Your instructions -
Turn every line of the records below into a numbered list, omitting any blank lines.

Information shown -

[BEGIN]

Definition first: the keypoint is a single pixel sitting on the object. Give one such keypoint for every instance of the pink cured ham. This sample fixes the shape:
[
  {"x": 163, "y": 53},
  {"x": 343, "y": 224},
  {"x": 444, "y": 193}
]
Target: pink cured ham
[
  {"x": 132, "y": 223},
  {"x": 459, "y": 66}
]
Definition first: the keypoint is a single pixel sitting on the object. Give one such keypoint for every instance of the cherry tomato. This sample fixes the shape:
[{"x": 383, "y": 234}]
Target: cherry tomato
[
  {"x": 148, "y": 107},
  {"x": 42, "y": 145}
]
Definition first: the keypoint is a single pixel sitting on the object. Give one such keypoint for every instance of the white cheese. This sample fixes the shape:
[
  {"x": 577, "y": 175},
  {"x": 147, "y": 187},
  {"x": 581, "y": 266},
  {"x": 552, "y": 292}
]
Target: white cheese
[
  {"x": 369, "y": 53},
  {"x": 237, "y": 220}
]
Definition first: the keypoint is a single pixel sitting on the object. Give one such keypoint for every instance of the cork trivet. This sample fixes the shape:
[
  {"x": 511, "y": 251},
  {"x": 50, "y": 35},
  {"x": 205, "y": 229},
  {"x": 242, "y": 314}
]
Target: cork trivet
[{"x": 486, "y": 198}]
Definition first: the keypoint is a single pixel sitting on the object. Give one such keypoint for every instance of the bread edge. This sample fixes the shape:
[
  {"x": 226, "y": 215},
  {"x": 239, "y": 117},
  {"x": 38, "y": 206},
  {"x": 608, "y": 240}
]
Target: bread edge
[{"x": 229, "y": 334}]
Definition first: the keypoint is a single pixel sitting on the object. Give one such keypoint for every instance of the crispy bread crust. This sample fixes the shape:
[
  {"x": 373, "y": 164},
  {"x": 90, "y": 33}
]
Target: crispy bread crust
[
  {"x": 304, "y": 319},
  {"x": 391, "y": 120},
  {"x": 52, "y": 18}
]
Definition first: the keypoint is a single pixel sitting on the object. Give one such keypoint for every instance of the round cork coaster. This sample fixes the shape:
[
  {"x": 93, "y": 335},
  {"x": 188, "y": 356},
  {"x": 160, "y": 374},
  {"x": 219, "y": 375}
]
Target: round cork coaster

[END]

Result for this exercise -
1. Definition first: the keypoint is a single pixel sitting on the object. Give one such keypoint for every instance of the pink cured ham. This sample fixes the shape:
2. [
3.   {"x": 163, "y": 53},
4.   {"x": 343, "y": 224},
5.   {"x": 444, "y": 193}
6. ]
7. Target: pink cured ham
8. [
9.   {"x": 132, "y": 223},
10.   {"x": 459, "y": 66}
11. ]
12. Definition first: the keypoint is a single pixel sitting on the object. Give one such keypoint for every instance of the cherry tomato. This sample fixes the shape:
13. [{"x": 383, "y": 234}]
14. Target: cherry tomato
15. [
16.   {"x": 148, "y": 107},
17.   {"x": 42, "y": 145}
18. ]
19. Definition first: the keypoint is a single pixel sitting on the object. Give one such keypoint for every instance of the white cheese. This sample fixes the shape:
20. [
21.   {"x": 577, "y": 175},
22.   {"x": 147, "y": 187},
23.   {"x": 581, "y": 266},
24.   {"x": 552, "y": 292}
25. ]
26. Target: white cheese
27. [
28.   {"x": 369, "y": 53},
29.   {"x": 237, "y": 220}
30. ]
31. Definition first: the keypoint is a single pixel sitting on the object. Give one such keypoint for every instance of the cork trivet. This sample fixes the shape:
32. [
33.   {"x": 511, "y": 251},
34.   {"x": 50, "y": 35},
35.   {"x": 205, "y": 229},
36.   {"x": 242, "y": 314}
37. ]
38. Target: cork trivet
39. [{"x": 486, "y": 198}]
40. Definition first: the keypoint is a single pixel sitting on the object. Give one such keypoint for every instance of the bread edge. This sample fixes the shape:
41. [
42.   {"x": 226, "y": 215},
43.   {"x": 239, "y": 117},
44.   {"x": 38, "y": 206},
45.   {"x": 608, "y": 240}
46. ]
47. Target: bread edge
48. [{"x": 229, "y": 334}]
49. Definition first: the keypoint is a single pixel sitting on the object. Give one such keypoint for every instance of the crispy bread crust. This sample fixes the shape:
50. [
51.   {"x": 373, "y": 164},
52.   {"x": 90, "y": 33}
53. ]
54. Target: crispy bread crust
55. [
56.   {"x": 304, "y": 319},
57.   {"x": 391, "y": 120},
58.   {"x": 52, "y": 18}
59. ]
60. Definition first: the keypoint is a single pixel sitting on the object. Give one such keypoint for every instance of the round cork coaster. This sample fixes the shape:
61. [
62.   {"x": 93, "y": 335},
63.   {"x": 188, "y": 356},
64.   {"x": 160, "y": 374},
65.   {"x": 219, "y": 375}
66. ]
67. Target: round cork coaster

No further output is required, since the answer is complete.